Extrait à lire:

Né en 1997 à Toulouse, Mathis Pettenati vit et travaille à Bruxelles. Issu d’une pratique de dessin et d’impression, il a commencé à peindre à la fin de son cursus à la Villa Arson dont il est diplômé depuis 2021. Il est lauréat du prix de la Francis bacon MB Art Foundation 2021. Sa peinture, qu’on pourrait aujourd’hui qualifier de « painterly painting », se déploie sur grands formats et en série. Habités par des motifs végétaux difficilement identifiables, les tableaux de Mathis Pettenati se construisent spontanément dans l’atelier en suivant des règles énoncées par l’artiste.

Liv Jourdan et Mathis Pettenati à propos de « The Third Garden »

Liv, Mathis, on lit dans vos parcours que vous explorez différents territoires de la peinture, à la frontière parfois avec d’autres disciplines. Comment avez-vous procédé pour cette première collaboration et quelles formes ont pris vos échanges ?

Comme nous devions travailler à distance, entre Bruxelles et Nice, nous avons cherché comment nos processus de création pouvaient résonner entre eux en explorant des pistes qui ne relèvent pas strictement de la peinture : si la création du visuel de communication à quatre mains a été une étape importante, nous avons également échangé des musiques et des textes, partagé un atelier parfum, cherché des correspondances entre les « couleurs-peintures » et les « couleurs-teintures », et bien sûr des images de nos travaux respectifs en cours. Cela nous a permis de nourrir un lien, d’alimenter un cycle de « digestion » commun et de laisser apparaître peu à peu les symbioses, malgré la distance. Nous tenons également à garder une marge de liberté et d’improvisation sur la période de montage d’exposition.

Données extraites:
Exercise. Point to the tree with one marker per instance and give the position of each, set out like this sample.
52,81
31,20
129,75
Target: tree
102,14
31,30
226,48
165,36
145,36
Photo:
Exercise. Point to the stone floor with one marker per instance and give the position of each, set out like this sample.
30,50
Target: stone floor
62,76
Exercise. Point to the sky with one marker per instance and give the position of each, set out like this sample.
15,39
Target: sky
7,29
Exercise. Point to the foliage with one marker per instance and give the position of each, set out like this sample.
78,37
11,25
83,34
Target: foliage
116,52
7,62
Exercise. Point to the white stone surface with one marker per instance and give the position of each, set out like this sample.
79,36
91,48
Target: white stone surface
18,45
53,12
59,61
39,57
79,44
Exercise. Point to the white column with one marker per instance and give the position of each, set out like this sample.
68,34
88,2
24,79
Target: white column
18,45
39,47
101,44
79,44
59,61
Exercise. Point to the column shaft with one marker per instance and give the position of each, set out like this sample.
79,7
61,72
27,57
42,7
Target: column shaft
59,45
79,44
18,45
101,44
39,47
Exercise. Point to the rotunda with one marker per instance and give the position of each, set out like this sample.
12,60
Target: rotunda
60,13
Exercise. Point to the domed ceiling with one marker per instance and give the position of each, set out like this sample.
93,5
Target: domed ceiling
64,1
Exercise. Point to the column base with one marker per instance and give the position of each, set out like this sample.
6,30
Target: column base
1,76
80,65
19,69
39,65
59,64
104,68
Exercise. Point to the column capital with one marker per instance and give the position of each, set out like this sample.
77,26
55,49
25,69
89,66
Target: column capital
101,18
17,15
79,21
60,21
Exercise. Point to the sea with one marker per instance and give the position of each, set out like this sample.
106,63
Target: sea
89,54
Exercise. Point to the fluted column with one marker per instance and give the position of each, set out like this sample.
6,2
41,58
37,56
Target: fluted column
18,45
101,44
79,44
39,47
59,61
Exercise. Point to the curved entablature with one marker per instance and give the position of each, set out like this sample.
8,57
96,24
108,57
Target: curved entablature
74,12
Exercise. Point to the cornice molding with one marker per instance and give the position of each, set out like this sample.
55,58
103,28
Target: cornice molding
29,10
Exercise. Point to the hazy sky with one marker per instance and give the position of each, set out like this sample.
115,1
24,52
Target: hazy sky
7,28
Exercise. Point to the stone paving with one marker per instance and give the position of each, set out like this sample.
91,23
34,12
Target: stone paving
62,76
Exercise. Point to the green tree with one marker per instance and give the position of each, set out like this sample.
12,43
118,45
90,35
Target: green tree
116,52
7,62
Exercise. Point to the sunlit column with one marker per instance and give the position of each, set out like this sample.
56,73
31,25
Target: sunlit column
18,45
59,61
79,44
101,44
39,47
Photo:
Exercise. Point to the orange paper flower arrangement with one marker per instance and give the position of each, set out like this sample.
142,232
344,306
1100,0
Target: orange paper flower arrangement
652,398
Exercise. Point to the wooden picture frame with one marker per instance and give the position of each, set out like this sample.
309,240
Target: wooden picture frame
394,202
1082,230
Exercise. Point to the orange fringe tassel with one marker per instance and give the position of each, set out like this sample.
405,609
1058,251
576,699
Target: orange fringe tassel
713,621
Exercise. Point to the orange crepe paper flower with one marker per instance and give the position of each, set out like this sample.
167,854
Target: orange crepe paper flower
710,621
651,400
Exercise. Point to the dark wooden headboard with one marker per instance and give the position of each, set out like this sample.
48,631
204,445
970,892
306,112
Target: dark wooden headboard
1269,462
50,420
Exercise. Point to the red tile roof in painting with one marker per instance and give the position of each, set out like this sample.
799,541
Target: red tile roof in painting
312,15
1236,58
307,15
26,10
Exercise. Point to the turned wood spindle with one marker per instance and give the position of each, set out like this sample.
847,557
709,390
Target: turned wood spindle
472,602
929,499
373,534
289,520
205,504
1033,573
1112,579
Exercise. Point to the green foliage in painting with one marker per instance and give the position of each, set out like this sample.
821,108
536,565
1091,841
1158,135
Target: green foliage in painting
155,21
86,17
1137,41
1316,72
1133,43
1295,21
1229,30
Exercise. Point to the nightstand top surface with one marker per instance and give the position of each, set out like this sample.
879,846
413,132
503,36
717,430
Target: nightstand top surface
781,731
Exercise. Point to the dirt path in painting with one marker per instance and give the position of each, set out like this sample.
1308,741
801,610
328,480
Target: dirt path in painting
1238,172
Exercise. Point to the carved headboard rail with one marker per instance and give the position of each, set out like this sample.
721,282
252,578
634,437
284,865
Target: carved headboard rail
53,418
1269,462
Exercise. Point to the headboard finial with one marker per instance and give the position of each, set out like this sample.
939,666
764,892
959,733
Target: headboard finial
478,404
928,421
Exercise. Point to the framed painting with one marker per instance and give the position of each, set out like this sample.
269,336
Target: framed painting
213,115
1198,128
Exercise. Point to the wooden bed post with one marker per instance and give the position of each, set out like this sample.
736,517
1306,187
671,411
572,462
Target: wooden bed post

Consigne: Réécrivez le passage de l'extrait sur Mathis Pettenati qui commence par « Né en 1997 à » et se poursuit jusqu'à « énoncées par l’artiste. », en remplaçant « grands formats » par « petits formats ».

Votre réponse:
Né en 1997 à Toulouse, Mathis Pettenati vit et travaille à Bruxelles. Issu d’une pratique de dessin et d’impression, il a commencé à peindre à la fin de son cursus à la Villa Arson dont il est diplômé depuis 2021. Il est lauréat du prix de la Francis bacon MB Art Foundation 2021. Sa peinture, qu’on pourrait aujourd’hui qualifier de « painterly painting », se déploie sur petits formats et en série. Habités par des motifs végétaux difficilement identifiables, les tableaux de Mathis Pettenati se construisent spontanément dans l’atelier en suivant des règles énoncées par l’artiste.